_Work to do_: Format every one of the records below as a numbered list, skipping blank lines and leaving the pictures out of your answer.

=== Record set ===

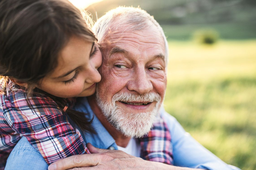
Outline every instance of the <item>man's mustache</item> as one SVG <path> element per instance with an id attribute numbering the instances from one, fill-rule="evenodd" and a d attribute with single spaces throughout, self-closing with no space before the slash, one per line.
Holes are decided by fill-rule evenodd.
<path id="1" fill-rule="evenodd" d="M 112 102 L 120 101 L 125 103 L 135 102 L 150 103 L 161 101 L 160 95 L 154 92 L 144 95 L 137 95 L 128 92 L 121 92 L 115 94 L 112 98 Z"/>

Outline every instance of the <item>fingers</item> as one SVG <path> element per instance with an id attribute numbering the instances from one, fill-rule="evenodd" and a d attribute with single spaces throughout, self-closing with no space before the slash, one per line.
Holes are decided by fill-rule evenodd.
<path id="1" fill-rule="evenodd" d="M 48 170 L 64 170 L 75 167 L 95 166 L 99 163 L 94 154 L 71 156 L 58 160 L 48 167 Z"/>

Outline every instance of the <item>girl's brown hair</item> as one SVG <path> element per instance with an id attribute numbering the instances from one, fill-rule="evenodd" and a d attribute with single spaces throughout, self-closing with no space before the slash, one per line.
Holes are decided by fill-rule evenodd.
<path id="1" fill-rule="evenodd" d="M 71 36 L 97 40 L 87 24 L 89 17 L 67 0 L 0 0 L 0 75 L 27 83 L 28 96 L 56 67 Z M 45 94 L 61 109 L 65 107 L 63 99 Z M 90 129 L 84 114 L 67 112 L 83 130 Z"/>

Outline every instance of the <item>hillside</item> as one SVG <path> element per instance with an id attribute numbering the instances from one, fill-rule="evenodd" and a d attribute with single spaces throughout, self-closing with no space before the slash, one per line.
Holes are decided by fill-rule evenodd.
<path id="1" fill-rule="evenodd" d="M 96 11 L 99 18 L 119 6 L 139 5 L 153 15 L 163 26 L 169 39 L 187 40 L 196 30 L 205 28 L 215 30 L 222 39 L 256 39 L 255 2 L 252 0 L 105 0 L 91 5 L 86 10 L 96 20 Z M 181 33 L 180 30 L 183 32 Z"/>

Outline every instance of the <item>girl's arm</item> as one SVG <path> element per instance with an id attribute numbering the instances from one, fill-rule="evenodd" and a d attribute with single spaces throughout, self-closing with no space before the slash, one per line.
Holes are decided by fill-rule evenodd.
<path id="1" fill-rule="evenodd" d="M 30 98 L 12 93 L 4 99 L 4 115 L 9 125 L 26 137 L 48 164 L 69 156 L 89 153 L 78 130 L 75 130 L 56 103 L 41 95 Z"/>

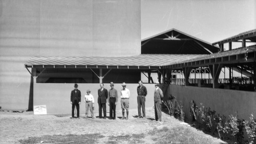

===

_Output of the task_:
1. Outline every instance of the <item>man's mustache</item> as one SVG <path> element per instance with an id attribute numbering the instances from one, fill-rule="evenodd" and a d attribute with single spaces throughout, self-closing with no space before the slash, one per line.
2. Holes are decided by fill-rule evenodd.
3. <path id="1" fill-rule="evenodd" d="M 112 102 L 120 101 L 125 103 L 135 102 L 150 103 L 161 101 L 160 95 L 154 92 L 144 95 L 137 95 L 128 92 L 121 92 L 115 94 L 112 98 Z"/>
4. Outline every instance of the <item>fingers</item> as one SVG <path> element per instance with an id attribute numbering the instances from one, fill-rule="evenodd" and a d attribute with single spaces throughout, self-closing with no space before the slash, one per line.
5. Holes are decided by fill-rule evenodd.
6. <path id="1" fill-rule="evenodd" d="M 48 170 L 64 170 L 75 167 L 95 166 L 99 163 L 94 154 L 71 156 L 58 160 L 48 167 Z"/>
7. Outline every instance of the <item>girl's brown hair</item> as one SVG <path> element per instance with an id attribute numbering the instances from one, fill-rule="evenodd" and a d attribute with single spaces throughout, self-closing with no space before the slash, one per line.
8. Holes are decided by fill-rule evenodd.
9. <path id="1" fill-rule="evenodd" d="M 71 36 L 97 40 L 87 24 L 89 17 L 67 0 L 0 0 L 0 75 L 27 83 L 28 96 L 56 67 Z M 45 94 L 61 109 L 65 107 L 63 99 Z M 90 129 L 84 114 L 67 112 L 83 130 Z"/>
10. Outline every instance of the <item>hillside</item> as one SVG <path> element per instance with an id attribute numbering the instances from one, fill-rule="evenodd" and a d attribute with single spaces throughout, self-closing with no space before the slash, one per line.
11. Holes are decided by fill-rule evenodd.
12. <path id="1" fill-rule="evenodd" d="M 96 11 L 99 18 L 119 6 L 139 5 L 153 15 L 163 26 L 169 39 L 187 40 L 196 30 L 205 28 L 215 30 L 222 39 L 256 39 L 255 2 L 252 0 L 105 0 L 91 5 L 86 10 L 96 20 Z M 181 33 L 180 30 L 183 32 Z"/>
13. Outline every instance of the <item>girl's arm</item> as one SVG <path> element per instance with an id attribute numbering the instances from one, fill-rule="evenodd" and a d attribute with single spaces throughout, self-closing with no space before the slash, one per line.
14. Holes are decided by fill-rule evenodd.
15. <path id="1" fill-rule="evenodd" d="M 30 98 L 12 93 L 4 99 L 4 115 L 9 125 L 26 137 L 48 164 L 69 156 L 89 153 L 78 130 L 75 130 L 56 103 L 41 95 Z"/>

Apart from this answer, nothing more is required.